== Texto de leitura ==
Antes citada, a sabedoria do Novo Testamento é demostrada por
Francisco na pessoa de Jesus Cristo, que atraindo o ser humano pela sua
plenitude “é chamado a reconduzir todas as criaturas ao seu Criador”.20 Em um mundo que os vencedores são sempre os mais fortes, de injustiças e
desigualdades, onde estão concentradas nas mãos de poucos a posse dos
recursos, “há um modelo de harmonia, justiça e fraternidade, apresentado por Jesus Cristo”.21 Na sequência, a sabedoria da Igreja é colocada através de
documentos de seus antecessores, também como verdades vindas da inspiração
do Espirito, para avaliar esta situação atual da Mãe Terra e de seus moradores. Francisco abre um diálogo com todos: “O próprio Cristianismo,
mantendo-se fiel à sua identidade e ao tesouro de verdade que recebeu de Jesus
Cristo, não cessa de se repensar e reformular em diálogo com as novas situações
históricas, deixando desabrochar assim a sua eterna novidade”.22 Como “agir”, Francisco aponta algumas diretrizes para uma ecologia
integral. Nas palavras de Leonardo Boff: “É a primeira vez que o magistério
pontifício aborda de forma tão cabal e extensa a questão ecológica”.23 O Papa Francisco empreende uma virada “no discurso ecológico ao passar da ecologia
ambiental para a ecologia integral”.24 Pela via dos diálogos, o Papa busca
soluções conjuntas, já que uma das linhas de pensamento que percorrem toda a Carta é a de que tudo está interligado, e que dependemos uns dos outros na
causa que ajudamos a gerar, e também, num esforço conjunto, encontrar
soluções.

== Trecho de origem ==
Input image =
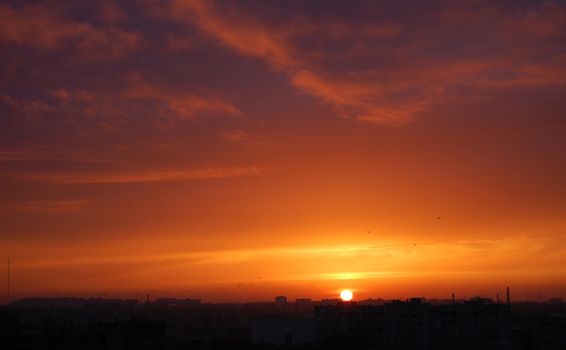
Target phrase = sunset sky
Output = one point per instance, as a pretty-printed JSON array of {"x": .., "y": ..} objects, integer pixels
[{"x": 238, "y": 150}]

== Objetivo da tarefa ==
Responda com base no texto de leitura:
(a) Segundo o texto, por quem é apresentado um modelo de harmonia, justiça e fraternidade?
(b) Na citação de Leonardo Boff, que questão o magistério pontifício aborda pela primeira vez de forma tão cabal e extensa?
(c) Que virada no discurso ecológico o Papa Francisco empreende?

== Resposta ==
(a) Por Jesus Cristo.
(b) A questão ecológica.
(c) A passagem da ecologia ambiental para a ecologia integral.